Please copy every one of the rows below word for word, leaving out the pictures.

_____

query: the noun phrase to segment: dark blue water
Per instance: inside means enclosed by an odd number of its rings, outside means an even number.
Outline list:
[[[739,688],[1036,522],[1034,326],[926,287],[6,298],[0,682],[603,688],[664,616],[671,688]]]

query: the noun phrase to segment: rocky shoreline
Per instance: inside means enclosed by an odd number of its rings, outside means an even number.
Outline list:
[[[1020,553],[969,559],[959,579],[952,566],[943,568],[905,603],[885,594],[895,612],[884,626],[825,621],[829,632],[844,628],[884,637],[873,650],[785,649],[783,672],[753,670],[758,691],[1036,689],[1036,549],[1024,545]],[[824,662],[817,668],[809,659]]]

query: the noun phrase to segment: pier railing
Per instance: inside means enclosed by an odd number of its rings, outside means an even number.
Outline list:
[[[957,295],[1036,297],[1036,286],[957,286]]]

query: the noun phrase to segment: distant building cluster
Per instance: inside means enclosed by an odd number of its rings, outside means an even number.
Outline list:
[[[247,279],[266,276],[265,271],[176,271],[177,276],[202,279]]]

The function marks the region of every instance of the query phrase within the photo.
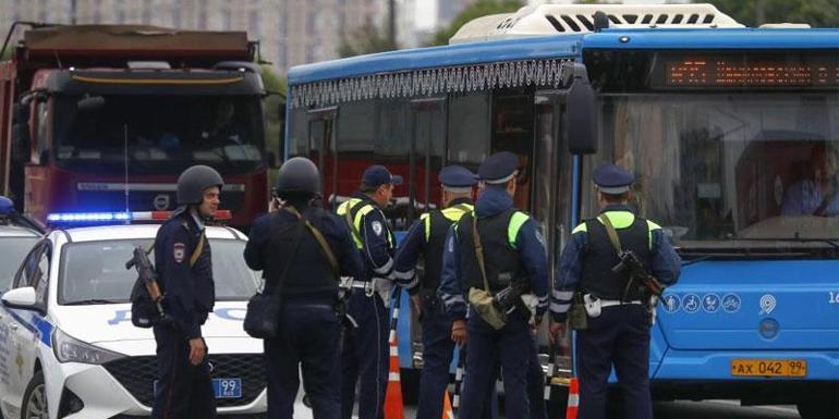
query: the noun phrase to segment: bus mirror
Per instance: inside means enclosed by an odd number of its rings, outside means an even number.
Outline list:
[[[25,162],[29,159],[29,107],[15,104],[12,119],[12,160]]]
[[[280,139],[277,144],[279,145],[278,151],[279,151],[280,160],[282,160],[283,157],[285,156],[285,97],[284,96],[280,96],[280,103],[277,108],[278,108],[277,114],[280,121]],[[275,161],[275,160],[271,160],[271,161]],[[277,164],[277,168],[279,168],[279,164]]]
[[[265,152],[265,161],[271,169],[280,169],[280,164],[277,162],[277,153],[268,150]]]
[[[76,108],[82,112],[97,111],[105,106],[105,98],[101,96],[90,96],[78,99]]]
[[[38,164],[47,165],[47,162],[49,162],[49,151],[42,150],[40,153],[38,153]]]
[[[597,152],[597,114],[595,93],[588,83],[588,73],[581,63],[568,63],[571,73],[566,93],[566,135],[572,155]],[[564,69],[563,69],[564,70]]]

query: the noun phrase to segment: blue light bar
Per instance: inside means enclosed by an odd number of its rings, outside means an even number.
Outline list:
[[[130,212],[57,212],[47,215],[51,223],[96,223],[131,221]]]
[[[11,215],[14,212],[14,202],[4,196],[0,196],[0,215]]]

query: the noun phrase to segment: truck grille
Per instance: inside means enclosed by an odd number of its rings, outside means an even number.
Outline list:
[[[218,398],[217,407],[251,404],[265,390],[263,354],[210,354],[209,361],[215,367],[214,378],[242,379],[242,397]],[[105,363],[104,367],[137,402],[151,407],[157,379],[156,357],[122,358]]]

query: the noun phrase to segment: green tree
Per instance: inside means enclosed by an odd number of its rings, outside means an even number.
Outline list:
[[[368,20],[367,23],[353,30],[350,36],[341,38],[338,56],[344,58],[394,49],[399,49],[399,45],[391,41],[387,30]]]
[[[839,26],[839,1],[836,0],[701,0],[746,26],[762,23],[808,23],[813,27]],[[762,12],[762,13],[761,13]],[[758,21],[763,14],[764,22]]]
[[[449,44],[449,38],[454,36],[454,33],[457,33],[461,26],[473,19],[486,16],[488,14],[512,13],[521,9],[522,5],[524,5],[524,3],[521,0],[478,0],[466,9],[463,9],[449,26],[438,29],[427,42],[427,46]]]
[[[270,95],[265,99],[265,146],[273,152],[276,157],[281,157],[282,150],[280,150],[280,135],[282,124],[280,123],[280,112],[285,111],[283,97],[287,95],[287,81],[285,77],[280,77],[268,65],[263,65],[263,84],[265,89],[271,93],[282,94]],[[273,171],[272,171],[273,172]],[[271,173],[275,175],[275,173]]]

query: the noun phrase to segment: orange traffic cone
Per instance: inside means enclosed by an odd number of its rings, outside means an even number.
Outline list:
[[[442,395],[442,418],[440,419],[454,419],[454,412],[451,410],[451,403],[449,402],[449,391]]]
[[[568,386],[568,409],[566,419],[576,419],[576,409],[580,406],[580,382],[576,377],[571,378]]]
[[[399,318],[398,305],[393,309],[393,319],[397,318]],[[399,378],[399,347],[397,346],[396,324],[390,328],[388,342],[390,342],[390,368],[388,370],[388,391],[385,393],[385,419],[405,419],[402,383]]]

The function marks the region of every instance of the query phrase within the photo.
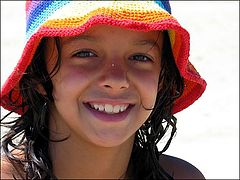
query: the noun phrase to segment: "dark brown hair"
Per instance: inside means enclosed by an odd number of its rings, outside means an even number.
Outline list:
[[[174,100],[183,92],[183,78],[181,77],[172,54],[168,32],[164,31],[164,42],[161,61],[161,72],[156,104],[142,127],[136,132],[132,155],[128,168],[128,176],[133,179],[172,179],[159,163],[159,157],[169,147],[176,132],[176,118],[172,114]],[[60,40],[55,38],[58,54],[60,54]],[[53,102],[51,77],[57,73],[61,59],[48,73],[44,59],[46,38],[43,38],[32,63],[21,78],[20,90],[25,100],[21,107],[28,110],[14,121],[4,121],[12,112],[1,120],[1,126],[9,128],[2,137],[2,150],[6,157],[23,169],[24,179],[55,179],[49,156],[49,103]],[[36,87],[42,85],[46,95],[38,93]],[[11,93],[10,93],[11,94]],[[9,97],[11,99],[11,97]],[[14,102],[12,102],[14,103]],[[168,129],[170,137],[162,150],[158,150],[157,143],[166,135]],[[18,141],[16,141],[18,138]],[[64,140],[64,139],[62,139]],[[12,149],[23,152],[21,159],[13,155]]]

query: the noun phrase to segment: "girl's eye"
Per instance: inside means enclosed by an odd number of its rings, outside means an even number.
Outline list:
[[[130,57],[130,60],[140,61],[140,62],[149,62],[149,61],[152,61],[151,58],[149,58],[149,57],[146,56],[146,55],[142,55],[142,54],[133,55],[133,56]]]
[[[97,57],[97,55],[91,51],[88,50],[83,50],[83,51],[78,51],[74,53],[74,57],[79,57],[79,58],[88,58],[88,57]]]

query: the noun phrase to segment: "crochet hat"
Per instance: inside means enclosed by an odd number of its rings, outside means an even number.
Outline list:
[[[21,108],[15,108],[23,101],[19,80],[43,37],[75,36],[96,24],[137,31],[168,30],[176,65],[184,78],[184,92],[174,102],[173,113],[191,105],[204,92],[206,82],[188,60],[189,34],[171,15],[168,1],[27,1],[26,44],[2,87],[1,106],[18,114],[24,113]]]

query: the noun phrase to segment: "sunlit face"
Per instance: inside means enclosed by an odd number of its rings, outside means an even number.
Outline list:
[[[62,64],[52,78],[54,129],[70,138],[113,147],[133,140],[158,91],[162,34],[97,25],[61,38]],[[48,70],[57,57],[53,39]]]

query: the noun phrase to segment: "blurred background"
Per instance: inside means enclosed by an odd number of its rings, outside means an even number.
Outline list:
[[[208,85],[198,101],[176,114],[178,130],[166,154],[192,163],[206,179],[239,179],[239,2],[171,6],[190,33],[190,61]],[[1,1],[1,86],[23,50],[24,22],[24,2]]]

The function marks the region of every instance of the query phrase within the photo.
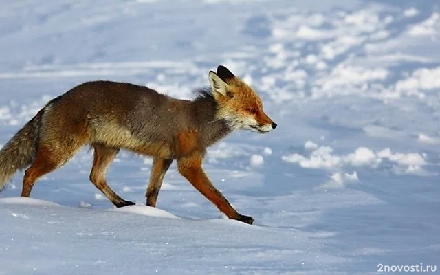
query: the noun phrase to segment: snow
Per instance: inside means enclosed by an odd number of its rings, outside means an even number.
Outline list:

_____

• **Task output**:
query: the noun phrase to segment: dark blue water
Per instance: inside means enclosed by an odd number of its rings, outside means an even number.
Outline list:
[[[739,688],[1036,522],[1034,326],[926,287],[6,298],[0,682],[603,688],[664,616],[671,688]]]

query: the noun phrase to segment: rocky shoreline
Per instance: inside means enclosed by an odd number of its rings, outside means an even number.
Outline list:
[[[1020,553],[969,559],[959,579],[952,566],[943,568],[905,603],[885,594],[895,612],[884,626],[825,621],[829,632],[844,628],[884,637],[873,650],[785,649],[783,672],[753,670],[758,691],[1036,689],[1036,549],[1024,545]],[[824,662],[817,668],[809,659]]]

query: the noun phrase to segment: pier railing
Per instance: inside means enclosed by an odd number of its rings, outside means an even number.
Outline list:
[[[957,295],[1036,297],[1036,286],[957,286]]]

query: the noun phrase to segment: distant building cluster
Per instance: inside means enclosed by an odd number of its rings, outside means an even number.
Outline list:
[[[247,279],[266,276],[265,271],[176,271],[177,276],[202,279]]]

The function marks the region of every instance of the query phrase within the photo.
query: the noun phrase to segment: bus mirror
Per instance: inside means enclosed by an odd number of its rings, outside means an even number.
Outline list:
[[[25,162],[29,159],[29,107],[15,104],[12,119],[12,160]]]
[[[280,139],[277,144],[279,145],[278,151],[279,151],[280,160],[282,160],[283,157],[285,156],[285,97],[284,96],[280,96],[280,103],[277,108],[278,108],[277,114],[280,121]],[[275,161],[275,160],[271,160],[271,161]],[[277,164],[277,168],[279,168],[279,164]]]
[[[265,152],[265,161],[271,169],[280,169],[280,164],[277,162],[277,153],[268,150]]]
[[[76,108],[82,112],[97,111],[105,106],[105,98],[101,96],[90,96],[78,99]]]
[[[38,164],[47,165],[47,162],[49,162],[49,151],[42,150],[40,153],[38,153]]]
[[[597,152],[597,114],[595,93],[588,83],[588,73],[581,63],[568,63],[571,73],[566,93],[566,135],[572,155]],[[564,69],[563,69],[564,70]]]

query: the noun phrase to segment: blue light bar
Per instance: inside means enclosed by an odd number of its rings, outside means an even number.
Outline list:
[[[130,212],[57,212],[47,215],[51,223],[96,223],[131,221]]]
[[[11,215],[14,212],[14,202],[4,196],[0,196],[0,215]]]

query: the noun phrase to segment: truck grille
Per instance: inside means enclosed by an odd number of its rings, outside means an even number.
Outline list:
[[[218,398],[217,407],[251,404],[265,390],[263,354],[210,354],[209,361],[215,367],[214,378],[242,379],[242,397]],[[105,363],[104,367],[137,402],[151,407],[157,379],[156,357],[122,358]]]

query: the noun phrase to segment: green tree
Per instance: inside means enclosed by an odd number of its rings, outside means an even number.
Outline list:
[[[368,20],[367,23],[353,30],[350,36],[341,38],[338,56],[344,58],[394,49],[399,49],[399,45],[391,41],[387,30]]]
[[[839,26],[839,1],[836,0],[701,0],[746,26],[762,23],[808,23],[813,27]],[[762,12],[762,13],[761,13]],[[758,21],[763,14],[764,22]]]
[[[449,44],[449,38],[454,36],[454,33],[457,33],[461,26],[473,19],[486,16],[488,14],[512,13],[521,9],[522,5],[524,5],[524,3],[521,0],[478,0],[466,9],[463,9],[449,26],[438,29],[427,42],[427,46]]]
[[[270,95],[265,99],[265,146],[273,152],[276,157],[281,157],[282,150],[280,150],[280,135],[282,124],[280,123],[280,112],[285,111],[283,97],[287,95],[287,81],[285,77],[280,77],[268,65],[263,65],[263,84],[265,89],[271,93],[282,94]],[[273,171],[272,171],[273,172]],[[271,173],[275,175],[275,173]]]

query: the noun phrase to segment: orange traffic cone
Per instance: inside means enclosed by an odd number of its rings, outside means an even number.
Outline list:
[[[442,395],[442,418],[440,419],[454,419],[454,412],[451,410],[451,403],[449,402],[449,391]]]
[[[568,386],[568,409],[566,419],[576,419],[576,409],[580,406],[580,382],[576,377],[571,378]]]
[[[399,318],[398,305],[393,309],[393,319],[397,318]],[[399,378],[399,347],[397,346],[396,324],[390,328],[388,342],[390,342],[390,368],[388,370],[388,391],[385,393],[385,419],[405,419],[402,383]]]

The function marks the region of every instance of the query phrase within the photo.
query: the noun phrase to segment: "dark brown hair"
Per instance: inside means enclosed by an odd number of its rings, outside means an even number.
Outline list:
[[[174,100],[183,92],[183,78],[181,77],[172,54],[168,32],[164,31],[164,42],[161,61],[161,72],[156,104],[142,127],[136,132],[132,155],[128,168],[128,176],[133,179],[172,179],[159,163],[159,157],[169,147],[176,132],[176,118],[172,114]],[[60,40],[55,38],[58,54],[60,54]],[[53,102],[51,77],[57,73],[61,59],[48,73],[44,59],[46,38],[43,38],[32,63],[21,78],[20,90],[25,100],[21,107],[28,110],[14,121],[4,121],[12,112],[1,120],[1,126],[9,128],[2,137],[2,150],[6,157],[23,169],[24,179],[55,179],[49,156],[49,103]],[[36,87],[42,85],[46,95],[38,93]],[[11,93],[10,93],[11,94]],[[9,97],[11,99],[11,97]],[[14,102],[12,102],[14,103]],[[168,129],[170,137],[162,150],[158,150],[157,143],[166,135]],[[18,141],[16,141],[18,138]],[[64,140],[64,139],[62,139]],[[12,149],[23,152],[21,159],[13,155]]]

query: the noun phrase to segment: "girl's eye"
Per instance: inside means enclosed by an odd number of its rings, outside means an even number.
Outline list:
[[[130,57],[130,60],[140,61],[140,62],[149,62],[149,61],[152,61],[151,58],[149,58],[149,57],[146,56],[146,55],[142,55],[142,54],[133,55],[133,56]]]
[[[97,57],[97,55],[91,51],[88,50],[83,50],[83,51],[78,51],[74,53],[74,57],[79,57],[79,58],[88,58],[88,57]]]

query: the noun phrase to segment: "crochet hat"
Per instance: inside means enclosed by an odd number of its rings, outside means an even number.
Outline list:
[[[21,108],[15,108],[23,101],[19,80],[43,37],[75,36],[96,24],[137,31],[168,30],[176,65],[184,78],[184,92],[174,102],[173,113],[191,105],[204,92],[206,82],[188,60],[189,34],[171,15],[168,1],[27,1],[26,44],[2,87],[1,106],[18,114],[24,113]]]

query: the noun phrase to segment: "sunlit face"
Per instance: inside means enclosed by an odd number of its rings, outside means an even number.
Outline list:
[[[62,64],[52,78],[54,129],[70,138],[113,147],[133,140],[158,91],[162,34],[97,25],[61,38]],[[48,70],[57,57],[53,39]]]

query: the noun phrase to segment: "blurred background"
Per instance: inside means enclosed by an odd number of its rings, outside means an even number.
Outline list:
[[[208,85],[198,101],[176,114],[178,130],[166,154],[192,163],[206,179],[239,179],[239,2],[171,6],[190,33],[190,61]],[[1,1],[1,86],[23,50],[24,22],[24,2]]]

The function marks the region of every instance of the query phrase within the photo.
query: the noun phrase to segment: snow
Per instance: inside means enclosed by an odd number of its rings, outside means an even number.
Outline list:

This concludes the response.